**What to work on**
a: In the passage on rectal bleeding after a bowel movement, what share of all rectal bleeding comes from hemorrhoids?
b: Using the passage on rectal bleeding after a bowel movement, explain how diet can bring on hemorrhoids.
c: From the passage on rectal bleeding after a bowel movement, copy out the section that opens with the words containing "To try to dispel" and closes with "in populations .".

**Extract**
....................

Frequent bowel movements can give key insight into the status of our organism. As we have seen already, it can be dependent on the types of foods we eat and drink, underlying pathological processes or even suggest that we have a significant health concern to get checked out. Not only is the frequency something that could be a potential early warning sign of something going wrong, bleeding during your defecation can also suggest that there is something going wrong. Here, we will explore some of the potential causes of anal bleeding after a bowel movement and what steps you need to take in order to relieve this problem.
To try to dispel some of your worries from the start, by far, the most common reason that you will be suffering from rectal bleeding following a bowel movement is from a noncancerous source. About 80 percent of all rectal bleeding stems from hemorrhoids. This is a benign inflammation of the anal mucosa usually caused by dense stools. It is something so common that it is believed that about 50 percent of the global population will suffer from this condition at some point in their life. This is probably a gross underestimation of the true prevalence rates but you can easily understand that this is something quite common in populations .
The reason that you may suffer from this condition stems mainly from the diet we eat. Diets with poor ingestion of vegetables and fruits or fiber allow stools to become more compact. The additional straining that you may need to put forth in order to help push out the fecal material is what can cause this irritation of the anal canal .

....................

**Listed entries**
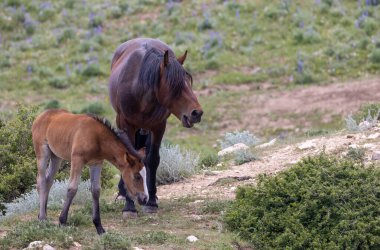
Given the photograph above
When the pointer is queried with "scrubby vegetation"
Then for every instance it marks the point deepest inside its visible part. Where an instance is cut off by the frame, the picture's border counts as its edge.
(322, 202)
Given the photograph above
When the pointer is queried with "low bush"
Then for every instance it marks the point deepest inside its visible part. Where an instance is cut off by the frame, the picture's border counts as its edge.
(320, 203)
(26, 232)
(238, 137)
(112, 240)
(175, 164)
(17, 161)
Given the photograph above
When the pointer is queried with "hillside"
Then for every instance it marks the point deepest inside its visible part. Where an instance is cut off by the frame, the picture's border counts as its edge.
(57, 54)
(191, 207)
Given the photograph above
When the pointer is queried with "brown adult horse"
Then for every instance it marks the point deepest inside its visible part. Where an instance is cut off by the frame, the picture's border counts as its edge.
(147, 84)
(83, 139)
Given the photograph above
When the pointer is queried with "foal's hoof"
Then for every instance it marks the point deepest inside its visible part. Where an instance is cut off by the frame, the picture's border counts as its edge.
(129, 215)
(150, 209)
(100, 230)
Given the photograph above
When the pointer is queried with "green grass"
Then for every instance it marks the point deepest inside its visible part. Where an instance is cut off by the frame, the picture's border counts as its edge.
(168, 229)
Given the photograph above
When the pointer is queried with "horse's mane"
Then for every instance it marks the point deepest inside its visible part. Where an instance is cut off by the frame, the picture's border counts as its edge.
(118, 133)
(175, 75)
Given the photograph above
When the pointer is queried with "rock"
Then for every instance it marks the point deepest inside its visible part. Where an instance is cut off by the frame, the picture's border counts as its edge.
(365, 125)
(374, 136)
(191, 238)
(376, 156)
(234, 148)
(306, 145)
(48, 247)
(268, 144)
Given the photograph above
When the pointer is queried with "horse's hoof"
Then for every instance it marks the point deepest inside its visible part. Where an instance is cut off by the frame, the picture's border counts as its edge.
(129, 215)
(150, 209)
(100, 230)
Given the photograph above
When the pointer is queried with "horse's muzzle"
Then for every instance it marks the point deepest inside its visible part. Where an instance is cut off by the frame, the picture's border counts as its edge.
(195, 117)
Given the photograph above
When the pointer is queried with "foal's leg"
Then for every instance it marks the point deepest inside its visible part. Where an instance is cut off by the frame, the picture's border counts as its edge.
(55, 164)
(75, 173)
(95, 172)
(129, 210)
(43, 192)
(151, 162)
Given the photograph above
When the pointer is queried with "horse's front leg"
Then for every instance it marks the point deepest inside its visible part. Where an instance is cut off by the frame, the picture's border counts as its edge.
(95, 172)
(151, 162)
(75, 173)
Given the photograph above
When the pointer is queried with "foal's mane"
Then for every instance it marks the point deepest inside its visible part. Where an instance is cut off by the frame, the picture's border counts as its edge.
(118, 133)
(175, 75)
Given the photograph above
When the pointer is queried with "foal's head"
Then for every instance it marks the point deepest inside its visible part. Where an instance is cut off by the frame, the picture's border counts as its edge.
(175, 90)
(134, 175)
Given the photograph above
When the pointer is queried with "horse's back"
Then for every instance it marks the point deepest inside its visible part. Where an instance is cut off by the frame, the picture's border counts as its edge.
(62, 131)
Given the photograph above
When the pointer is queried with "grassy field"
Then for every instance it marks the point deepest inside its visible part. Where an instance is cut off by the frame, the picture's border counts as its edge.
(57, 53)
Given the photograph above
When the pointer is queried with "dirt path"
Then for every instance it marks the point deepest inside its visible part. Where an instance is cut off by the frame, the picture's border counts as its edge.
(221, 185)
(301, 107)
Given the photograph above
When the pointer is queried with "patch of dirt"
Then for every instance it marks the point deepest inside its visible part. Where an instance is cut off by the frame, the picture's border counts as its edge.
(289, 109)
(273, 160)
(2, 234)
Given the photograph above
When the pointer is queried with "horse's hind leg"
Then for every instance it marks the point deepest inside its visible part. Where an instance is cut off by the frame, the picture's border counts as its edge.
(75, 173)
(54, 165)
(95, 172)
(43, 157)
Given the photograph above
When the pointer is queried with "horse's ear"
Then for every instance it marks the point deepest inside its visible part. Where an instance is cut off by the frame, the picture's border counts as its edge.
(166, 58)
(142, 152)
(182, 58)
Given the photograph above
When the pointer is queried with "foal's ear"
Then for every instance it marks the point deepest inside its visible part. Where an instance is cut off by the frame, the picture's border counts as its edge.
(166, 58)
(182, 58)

....................

**Solutions by task**
a: About 80 percent.

b: Diets low in vegetables, fruits or fiber let stools become more compact. The extra straining needed to push out these stools is what can irritate the anal canal.

c:
To try to dispel some of your worries from the start, by far, the most common reason that you will be suffering from rectal bleeding following a bowel movement is from a noncancerous source. About 80 percent of all rectal bleeding stems from hemorrhoids. This is a benign inflammation of the anal mucosa usually caused by dense stools. It is something so common that it is believed that about 50 percent of the global population will suffer from this condition at some point in their life. This is probably a gross underestimation of the true prevalence rates but you can easily understand that this is something quite common in populations .